- GIVEN PROBLEM:
Pick out every line of the material below that contains the string "TARGET". The match is case-sensitive.

- SUPPLIED RECORDS:
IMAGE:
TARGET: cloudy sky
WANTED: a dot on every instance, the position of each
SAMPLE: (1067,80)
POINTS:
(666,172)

--

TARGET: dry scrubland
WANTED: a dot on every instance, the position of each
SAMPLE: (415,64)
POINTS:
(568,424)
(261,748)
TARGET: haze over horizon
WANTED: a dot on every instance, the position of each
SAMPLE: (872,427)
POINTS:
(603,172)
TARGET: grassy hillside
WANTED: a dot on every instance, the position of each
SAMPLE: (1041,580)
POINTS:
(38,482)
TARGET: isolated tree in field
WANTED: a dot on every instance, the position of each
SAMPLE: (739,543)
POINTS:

- TASK SOLUTION:
TARGET: cloudy sky
TARGET: dry scrubland
TARGET: haze over horizon
TARGET: grassy hillside
TARGET: isolated tree in field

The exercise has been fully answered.